* **本文抜粋**:
━━━━━━━━━━━━━━━━
説明

ブレードの再生方法及び装置

【課題】金属板の端部にゴム状弾性体を形成してなるブレードからゴム状弾性体を、金属板の損傷と変形を軽微に剥離し、効率良い金属板の再生方法及び再生装置を提供する。
【解決手段】金属板の再生方法は、金属板の端部にゴム状弾性体を形成してなるブレードから、ゴム状弾性体を剥離する金属板の再生方法であって、少なくとも、前記金属板と前記ゴム状弾性体の接合部位を前記金属板の両面から選択的に高周波誘導加熱し、前記ゴム状弾性体を剥離する加熱・剥離工程と、前記金属板のゴム状弾性体の剥離面の残留物を拭き取る清掃工程と、前記ゴム状弾性体が剥離された金属板を冷却する冷却工程と、を有する。

【発明の詳細な説明】
【技術分野】
【0001】
本発明は、金属板の端部にゴム状弾性体を形成してなるブレードの金属板からゴム状弾性体を剥離する金属板の再生方法及び再生装置に関する。詳しくは電子写真装置の画像形成部に使用するクリーニングブレードや現像ブレード等のブレードの金属板からゴム状弾性体を剥離する、金属板の再生方法及び再生装置に関する。
【背景技術】
【0002】
近年、環境保護の観点から、廃棄物の削減の要求が高まっており、金属とゴム又は樹脂等からなる複合体においても、個別部品に剥離又は分解し、耐久性のある部品は廃棄せず再利用する試みがなされている。
【0003】
プリンターや複写機等に使用される電子写真画像形成装置においては、感光ドラムに残留するトナーを除去するクリーニングブレード、現像ローラ外周に摩擦によりトナーに電荷を与え均一の厚みで付着させる現像ブレード等、金属板とゴム状弾性体からなるブレードが使用されている。クリーニングブレードのゴム状弾性体は感光ドラムに、現像ブレードのゴム状弾性体は現像ローラに、各々当接した状態でローラが回転する。このためブレードのゴム状弾性体は摺擦摩耗を生じ、摩耗が甚だしい場合、電子写真装置の画像形成がうまくいかず画像不良が発生し、各ブレードの耐久寿命となる。
━━━━━━━━━━━━━━━━
コレクションから抜き出したエントリ
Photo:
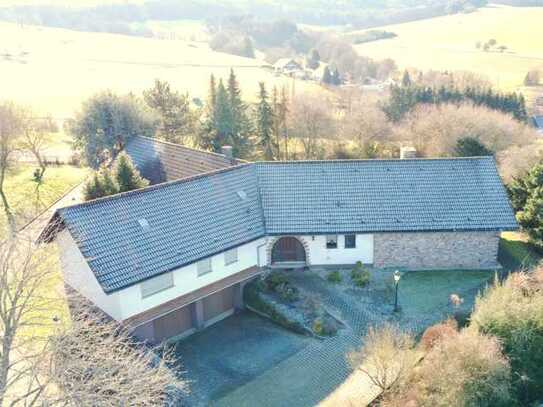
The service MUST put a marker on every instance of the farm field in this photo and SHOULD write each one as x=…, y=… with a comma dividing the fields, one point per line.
x=449, y=43
x=54, y=70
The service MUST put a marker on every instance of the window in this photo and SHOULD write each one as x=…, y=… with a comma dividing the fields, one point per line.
x=231, y=256
x=204, y=267
x=331, y=241
x=156, y=284
x=350, y=241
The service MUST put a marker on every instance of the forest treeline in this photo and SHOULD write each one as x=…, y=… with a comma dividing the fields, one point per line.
x=118, y=18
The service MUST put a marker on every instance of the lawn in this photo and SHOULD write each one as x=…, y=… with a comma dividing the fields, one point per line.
x=449, y=43
x=79, y=64
x=27, y=199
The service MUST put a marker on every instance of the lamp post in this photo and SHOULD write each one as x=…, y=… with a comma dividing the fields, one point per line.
x=397, y=276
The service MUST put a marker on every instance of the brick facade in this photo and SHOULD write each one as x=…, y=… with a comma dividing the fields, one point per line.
x=441, y=250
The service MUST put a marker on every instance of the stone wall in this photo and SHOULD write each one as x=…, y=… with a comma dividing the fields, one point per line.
x=441, y=250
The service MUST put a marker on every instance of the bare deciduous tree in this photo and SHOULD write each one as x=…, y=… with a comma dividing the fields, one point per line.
x=11, y=126
x=35, y=138
x=26, y=310
x=310, y=121
x=96, y=363
x=86, y=361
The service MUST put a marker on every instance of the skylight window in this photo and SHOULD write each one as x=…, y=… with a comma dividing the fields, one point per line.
x=144, y=224
x=242, y=194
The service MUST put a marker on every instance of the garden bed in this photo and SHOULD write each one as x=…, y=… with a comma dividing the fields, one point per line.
x=276, y=298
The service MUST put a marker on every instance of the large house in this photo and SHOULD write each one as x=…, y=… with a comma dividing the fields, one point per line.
x=172, y=258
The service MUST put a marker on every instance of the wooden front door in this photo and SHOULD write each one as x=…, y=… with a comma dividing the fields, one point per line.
x=288, y=249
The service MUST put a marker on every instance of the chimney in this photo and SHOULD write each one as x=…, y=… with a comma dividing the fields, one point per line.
x=227, y=152
x=408, y=152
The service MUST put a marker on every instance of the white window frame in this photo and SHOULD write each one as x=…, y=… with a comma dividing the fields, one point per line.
x=204, y=267
x=231, y=256
x=345, y=241
x=156, y=285
x=335, y=238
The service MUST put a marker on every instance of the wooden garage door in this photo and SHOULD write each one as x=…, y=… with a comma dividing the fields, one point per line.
x=173, y=324
x=218, y=303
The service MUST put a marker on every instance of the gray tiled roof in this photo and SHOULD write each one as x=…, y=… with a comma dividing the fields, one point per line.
x=194, y=218
x=175, y=161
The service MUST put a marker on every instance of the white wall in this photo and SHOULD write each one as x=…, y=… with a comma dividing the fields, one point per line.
x=79, y=276
x=128, y=302
x=186, y=280
x=319, y=254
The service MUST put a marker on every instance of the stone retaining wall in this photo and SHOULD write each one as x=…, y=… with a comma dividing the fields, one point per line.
x=437, y=250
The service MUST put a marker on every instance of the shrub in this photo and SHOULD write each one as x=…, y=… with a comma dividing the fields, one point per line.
x=334, y=277
x=386, y=355
x=360, y=275
x=251, y=297
x=512, y=310
x=467, y=369
x=437, y=333
x=325, y=326
x=274, y=279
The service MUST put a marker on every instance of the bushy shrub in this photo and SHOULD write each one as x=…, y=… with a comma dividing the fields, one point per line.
x=325, y=326
x=386, y=356
x=274, y=279
x=360, y=275
x=334, y=277
x=467, y=369
x=278, y=283
x=437, y=333
x=251, y=297
x=512, y=310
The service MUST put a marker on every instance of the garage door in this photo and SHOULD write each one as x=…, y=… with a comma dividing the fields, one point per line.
x=173, y=324
x=218, y=304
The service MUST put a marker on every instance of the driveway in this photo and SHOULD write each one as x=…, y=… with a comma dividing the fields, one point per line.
x=248, y=361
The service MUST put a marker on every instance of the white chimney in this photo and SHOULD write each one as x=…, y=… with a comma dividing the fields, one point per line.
x=227, y=152
x=408, y=152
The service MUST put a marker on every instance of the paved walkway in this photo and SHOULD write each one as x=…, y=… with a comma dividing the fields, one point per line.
x=311, y=375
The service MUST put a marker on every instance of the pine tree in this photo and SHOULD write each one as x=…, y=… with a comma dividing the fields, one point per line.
x=224, y=125
x=207, y=130
x=406, y=79
x=247, y=48
x=264, y=124
x=241, y=124
x=108, y=183
x=327, y=76
x=93, y=188
x=126, y=175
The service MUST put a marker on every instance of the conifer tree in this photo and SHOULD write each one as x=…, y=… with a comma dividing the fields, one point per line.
x=127, y=176
x=406, y=79
x=264, y=124
x=241, y=123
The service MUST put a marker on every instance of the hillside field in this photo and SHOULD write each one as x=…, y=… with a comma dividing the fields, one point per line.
x=449, y=43
x=54, y=70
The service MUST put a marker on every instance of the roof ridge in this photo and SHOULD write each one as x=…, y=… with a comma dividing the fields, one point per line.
x=473, y=158
x=156, y=186
x=156, y=140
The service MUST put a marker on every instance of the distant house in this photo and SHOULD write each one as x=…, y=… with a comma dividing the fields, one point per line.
x=538, y=123
x=173, y=258
x=287, y=66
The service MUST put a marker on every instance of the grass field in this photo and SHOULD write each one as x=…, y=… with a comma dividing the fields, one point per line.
x=27, y=201
x=54, y=70
x=449, y=43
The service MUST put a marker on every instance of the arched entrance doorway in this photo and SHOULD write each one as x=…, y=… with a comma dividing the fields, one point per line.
x=288, y=250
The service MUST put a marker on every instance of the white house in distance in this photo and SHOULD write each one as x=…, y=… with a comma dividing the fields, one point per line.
x=172, y=258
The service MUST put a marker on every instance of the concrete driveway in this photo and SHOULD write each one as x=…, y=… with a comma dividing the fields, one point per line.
x=232, y=353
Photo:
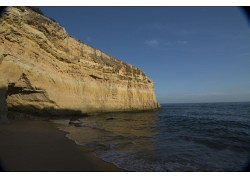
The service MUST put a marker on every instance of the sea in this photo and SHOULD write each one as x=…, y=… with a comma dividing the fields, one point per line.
x=178, y=137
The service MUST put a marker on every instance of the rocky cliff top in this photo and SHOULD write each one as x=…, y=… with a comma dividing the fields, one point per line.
x=54, y=39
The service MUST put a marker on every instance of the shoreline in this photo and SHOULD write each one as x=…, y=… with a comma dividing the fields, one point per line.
x=37, y=145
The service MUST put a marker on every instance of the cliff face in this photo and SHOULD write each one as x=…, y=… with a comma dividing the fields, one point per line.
x=43, y=69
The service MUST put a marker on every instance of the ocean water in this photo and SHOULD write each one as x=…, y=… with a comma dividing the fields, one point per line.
x=178, y=137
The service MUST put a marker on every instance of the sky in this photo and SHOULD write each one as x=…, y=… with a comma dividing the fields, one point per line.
x=193, y=54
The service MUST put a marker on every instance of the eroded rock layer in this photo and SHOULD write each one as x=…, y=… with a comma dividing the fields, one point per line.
x=43, y=69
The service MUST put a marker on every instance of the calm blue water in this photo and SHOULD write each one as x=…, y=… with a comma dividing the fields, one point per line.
x=179, y=137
━━━━━━━━━━━━━━━━
* **演習問題**:
[1] 本文の【解決手段】に挙げられている金属板の再生方法の工程名を、すべて書き出してください。
[2] 本文に基づき、次の問いに答えてください。
(a) クリーニングブレードは何を除去するものですか。
(b) 廃棄物の削減の要求は、どのような観点から高まっていますか。
(c) 現像ブレードのゴム状弾性体は何に当接していますか。
[3] 本文のうち、「ブレードの再生方法及び装置」で始まり「各ブレードの耐久寿命となる。」で終わる部分を、そのまま書き写してください。
これらのエントリは、この演習では使いません。

* **演習の解答**:
[1]
加熱・剥離工程
清掃工程
冷却工程

[2]
(a) 感光ドラムに残留するトナー
(b) 環境保護の観点
(c) 現像ローラ

[3]
ブレードの再生方法及び装置

【課題】金属板の端部にゴム状弾性体を形成してなるブレードからゴム状弾性体を、金属板の損傷と変形を軽微に剥離し、効率良い金属板の再生方法及び再生装置を提供する。
【解決手段】金属板の再生方法は、金属板の端部にゴム状弾性体を形成してなるブレードから、ゴム状弾性体を剥離する金属板の再生方法であって、少なくとも、前記金属板と前記ゴム状弾性体の接合部位を前記金属板の両面から選択的に高周波誘導加熱し、前記ゴム状弾性体を剥離する加熱・剥離工程と、前記金属板のゴム状弾性体の剥離面の残留物を拭き取る清掃工程と、前記ゴム状弾性体が剥離された金属板を冷却する冷却工程と、を有する。

【発明の詳細な説明】
【技術分野】
【0001】
本発明は、金属板の端部にゴム状弾性体を形成してなるブレードの金属板からゴム状弾性体を剥離する金属板の再生方法及び再生装置に関する。詳しくは電子写真装置の画像形成部に使用するクリーニングブレードや現像ブレード等のブレードの金属板からゴム状弾性体を剥離する、金属板の再生方法及び再生装置に関する。
【背景技術】
【0002】
近年、環境保護の観点から、廃棄物の削減の要求が高まっており、金属とゴム又は樹脂等からなる複合体においても、個別部品に剥離又は分解し、耐久性のある部品は廃棄せず再利用する試みがなされている。
【0003】
プリンターや複写機等に使用される電子写真画像形成装置においては、感光ドラムに残留するトナーを除去するクリーニングブレード、現像ローラ外周に摩擦によりトナーに電荷を与え均一の厚みで付着させる現像ブレード等、金属板とゴム状弾性体からなるブレードが使用されている。クリーニングブレードのゴム状弾性体は感光ドラムに、現像ブレードのゴム状弾性体は現像ローラに、各々当接した状態でローラが回転する。このためブレードのゴム状弾性体は摺擦摩耗を生じ、摩耗が甚だしい場合、電子写真装置の画像形成がうまくいかず画像不良が発生し、各ブレードの耐久寿命となる。